• [EXCERTO ESCOLHIDO]:
Como referimos anteriormente, foi na busca de informações
sobre a sua vida em cativeiro que tomámos em mãos essa tarefa, existindo uma só
fonte onde poderíamos obtê-las, isto é «Do outro lado do combate». E a consulta
recaiu, uma vez mais, no espólio da Casa Comum – Fundação Mário Soares, onde
encontramos várias referências, umas já publicitadas acima, outras relacionadas
com a troca de correspondência entre os responsáveis da Igreja Católica e
Amílcar Cabral, na qualidade de secretário-geral do PAIGC.
E a causa/efeito para esse contacto nasce da falta de
notícias do Geraldino Contino, o qual deixou de escrever aos seus familiares,
em particular para os seus pais, depois do mês de Janeiro de 1970, muito
provavelmente por volta do dia em que completava o seu 25º aniversário (o 3.º
em cativeiro), data considerada para si e para os seus de muito importante. A
ausência de liberdade, o permanente controlo dos seus movimentos, e a cada vez
menor motivação para a escrita, levaram-no a cortar com o mundo exterior. Será
que foi isso que aconteceu? Ou terão as cartas, também elas, ficado retidas/
prisioneiras?
Uma vez que a ausência de notícias se manteve durante alguns
meses, os pais do Geraldino Contino tomam a iniciativa de escrever para o
Vaticano, dando conta a Sua Santidade o Papa Paulo VI (1897-1978) da sua
angústia por desconhecimento do destino do seu filho, feito prisioneiro pelo
PAIGC. O Santo-Padre interessa-se por este caso e remete, em 10 de Setembro de
1970, uma carta dirigida ao Arcebispo de Conacri, Raymond-Marie Tchidimbo (1920-2011),
solicitando informações concretas sobre a situação desse jovem militar. Este
religioso, por sua vez, cumprindo o superior desejo de Paulo VI, escreve em 16
do mesmo mês uma nova missiva de teor semelhante, enviando-a ao cuidado de
Amílcar Cabral, na qualidade de secretário-geral.

• [DADOS APRESENTADOS]:
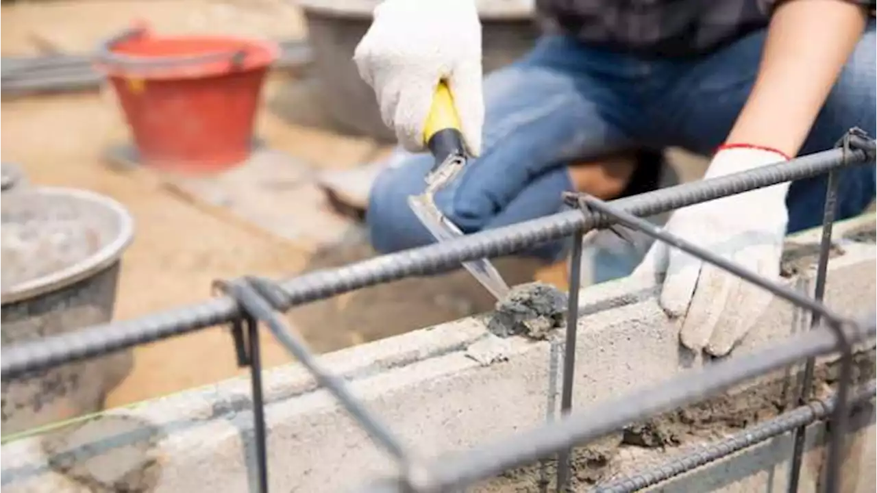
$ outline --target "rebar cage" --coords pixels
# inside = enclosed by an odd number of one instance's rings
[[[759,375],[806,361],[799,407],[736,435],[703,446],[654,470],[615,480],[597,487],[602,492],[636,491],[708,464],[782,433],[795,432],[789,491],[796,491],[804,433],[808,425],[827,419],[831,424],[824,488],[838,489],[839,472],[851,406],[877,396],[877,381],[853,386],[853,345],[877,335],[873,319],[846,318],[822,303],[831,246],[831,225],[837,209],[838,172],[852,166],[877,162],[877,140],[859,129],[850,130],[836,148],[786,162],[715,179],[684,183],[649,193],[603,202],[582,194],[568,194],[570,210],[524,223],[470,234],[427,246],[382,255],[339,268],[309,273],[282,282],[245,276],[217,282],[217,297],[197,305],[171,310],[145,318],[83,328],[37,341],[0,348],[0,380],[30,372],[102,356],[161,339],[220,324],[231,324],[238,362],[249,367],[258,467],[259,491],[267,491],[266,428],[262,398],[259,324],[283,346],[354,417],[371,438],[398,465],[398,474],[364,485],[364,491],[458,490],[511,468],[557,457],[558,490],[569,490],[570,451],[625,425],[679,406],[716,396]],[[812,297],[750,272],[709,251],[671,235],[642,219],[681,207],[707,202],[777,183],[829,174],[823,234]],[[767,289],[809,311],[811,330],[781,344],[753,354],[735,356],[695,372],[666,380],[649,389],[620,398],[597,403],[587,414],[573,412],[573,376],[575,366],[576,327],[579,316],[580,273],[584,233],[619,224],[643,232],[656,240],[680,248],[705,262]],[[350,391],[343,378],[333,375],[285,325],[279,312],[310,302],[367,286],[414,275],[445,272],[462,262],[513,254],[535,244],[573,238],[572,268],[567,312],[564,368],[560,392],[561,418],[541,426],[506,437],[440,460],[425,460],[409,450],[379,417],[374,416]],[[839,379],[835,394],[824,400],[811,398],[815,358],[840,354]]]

• [TAREFA]: Escreve a continuação do excerto sobre o soldado Geraldino Contino, preso pelo PAIGC, a começar logo depois da última frase.

• [RESPOSTA]:
Recorda-se que estas duas cartas, escritas em francês,
constam da Parte I. (*)
A este contacto formal do Arcebispo de Conacri,
Raymond-Marie Tchidimbo, seguiu-se a resposta pronta de Amílcar Cabral, com
data de 17 de Setembro, cujo conteúdo daremos a conhecer de seguida, a tradução
e o original em francês, por esta ordem.
Tradução [de Jorge Araújo]:
Conacri, 17 de Setembro de 1970
Sua Excelência Monsenhor Raymond-Marie Tchidimbo, Arcebispo
de Conacri Monsenhor,
Tenho a honra de acusar a recepção da vossa carta de 16 de
Setembro, pela qual teve a gentileza de pedir para o pôr ao corrente sobre o
conteúdo de uma carta remetida pela Secretaria de Estado da Cidade do Vaticano,
por intermédio de Sua Excelência Monsenhor BENELLI, substituto desse mesmo
Ministério.
A direcção nacional do nosso Partido está honrada de poder
dar as seguintes informações acerca do prisioneiro de guerra Geraldino Marques
Contino de acordo com o interesse de Sua Santidade o Papa Paulo VI.
- Nome: Geraldino Marques Contino
- Filho de Armando Contino e de Olinda Marques
- Nasceu em 15 de Fevereiro de 1945 em Envendos [Mação,
Santarém]
- Profissão: estudante
- Situação na arma colonial: 1.º Cabo – RAL5
- N.º mecanográfico: 093526/66
- Feito prisioneiro em 3 de Fevereiro de 1968 em Bissássema
(Frente Sul) a 17 quilómetros de Bissau, a capital.
O prisioneiro encontra-se bem, tanto física como moralmente.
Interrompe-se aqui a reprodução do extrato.